▶ Task objective
Continue the passage on scaling a social media feed from the point where it stops.

Step 6: Scaling Considerations

Database Scaling

Posts table: Shard by userId (all posts from a user on the same shard)
Follow table: Shard by followerId for efficient "who do I follow?" queries
Read replicas: For profile timeline reads and analytics queries

Application Tier

Stateless servers: Scale horizontally behind a load balancer
Fan-out workers: Scale independently based on write volume
Separate read and write paths: Different services optimized for each

Feed Ranking

Modern social media feeds go beyond reverse chronological order. A ranking algorithm considers factors like user engagement history, post recency, content type, and social proximity to surface the most relevant content.

// Simplified feed ranking
interface RankedPost {
  post: Post;
  score: number;
}

function rankPosts(posts: Post[], userId: string, userContext: UserContext): RankedPost[] {
  return posts
    .map((post) => ({
      post,
      score: calculateRelevanceScore(post, userId, userContext),
    }))

▶ Entries provided
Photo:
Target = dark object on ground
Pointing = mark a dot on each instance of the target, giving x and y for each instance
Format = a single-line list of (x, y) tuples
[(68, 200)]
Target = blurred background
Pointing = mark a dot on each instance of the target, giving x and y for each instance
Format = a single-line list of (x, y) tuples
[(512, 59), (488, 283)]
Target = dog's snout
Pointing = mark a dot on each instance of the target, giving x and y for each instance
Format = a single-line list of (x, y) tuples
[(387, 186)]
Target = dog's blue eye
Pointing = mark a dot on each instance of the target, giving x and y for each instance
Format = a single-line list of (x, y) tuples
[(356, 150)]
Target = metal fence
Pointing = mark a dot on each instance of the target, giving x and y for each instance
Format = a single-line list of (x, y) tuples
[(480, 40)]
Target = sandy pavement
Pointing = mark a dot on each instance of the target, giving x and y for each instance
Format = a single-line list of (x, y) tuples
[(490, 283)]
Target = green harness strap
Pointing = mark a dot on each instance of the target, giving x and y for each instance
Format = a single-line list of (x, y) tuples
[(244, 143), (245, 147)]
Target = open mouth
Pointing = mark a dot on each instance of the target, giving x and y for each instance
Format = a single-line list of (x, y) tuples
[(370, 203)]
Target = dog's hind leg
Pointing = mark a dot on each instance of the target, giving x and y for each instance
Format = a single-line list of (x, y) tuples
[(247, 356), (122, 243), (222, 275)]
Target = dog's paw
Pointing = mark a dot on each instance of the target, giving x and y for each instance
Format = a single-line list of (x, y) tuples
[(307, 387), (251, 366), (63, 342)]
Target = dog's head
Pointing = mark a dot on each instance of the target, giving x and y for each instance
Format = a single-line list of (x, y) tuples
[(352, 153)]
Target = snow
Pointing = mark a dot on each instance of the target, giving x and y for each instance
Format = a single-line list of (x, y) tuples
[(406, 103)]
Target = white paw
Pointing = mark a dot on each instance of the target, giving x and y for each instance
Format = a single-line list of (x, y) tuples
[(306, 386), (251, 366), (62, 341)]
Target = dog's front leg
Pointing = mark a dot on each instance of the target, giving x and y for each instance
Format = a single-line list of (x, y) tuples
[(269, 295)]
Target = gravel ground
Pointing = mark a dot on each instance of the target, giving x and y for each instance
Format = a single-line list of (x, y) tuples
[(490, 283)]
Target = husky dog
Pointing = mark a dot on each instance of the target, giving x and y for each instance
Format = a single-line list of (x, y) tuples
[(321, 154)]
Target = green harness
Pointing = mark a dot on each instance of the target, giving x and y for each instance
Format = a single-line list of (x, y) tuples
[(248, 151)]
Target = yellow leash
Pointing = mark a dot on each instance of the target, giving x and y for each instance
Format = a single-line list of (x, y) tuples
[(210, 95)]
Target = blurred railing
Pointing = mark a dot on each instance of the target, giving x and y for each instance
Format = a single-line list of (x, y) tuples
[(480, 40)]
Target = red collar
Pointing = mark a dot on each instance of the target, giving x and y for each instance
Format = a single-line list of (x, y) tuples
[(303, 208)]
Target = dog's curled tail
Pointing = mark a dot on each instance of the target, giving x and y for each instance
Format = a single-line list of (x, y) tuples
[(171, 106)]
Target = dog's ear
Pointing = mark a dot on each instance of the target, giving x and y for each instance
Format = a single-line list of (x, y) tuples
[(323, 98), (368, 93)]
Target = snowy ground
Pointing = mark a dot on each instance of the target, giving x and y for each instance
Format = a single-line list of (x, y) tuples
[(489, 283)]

▶ Written response
    .sort((a, b) => b.score - a.score);
}

function calculateRelevanceScore(
  post: Post,
  viewerId: string,
  context: UserContext
): number {
  let score = 0;

  // Recency: decay over time
  const ageHours = (Date.now() - post.createdAt.getTime()) / 3600000;
  score += Math.max(0, 100 - ageHours * 2); // Lose 2 points per hour

  // Engagement signals
  score += Math.log(post.likeCount + 1) * 10;
  score += Math.log(post.replyCount + 1) * 15; // Replies worth more
  score += Math.log(post.repostCount + 1) * 12;

  // Social proximity (how close is the poster to the viewer)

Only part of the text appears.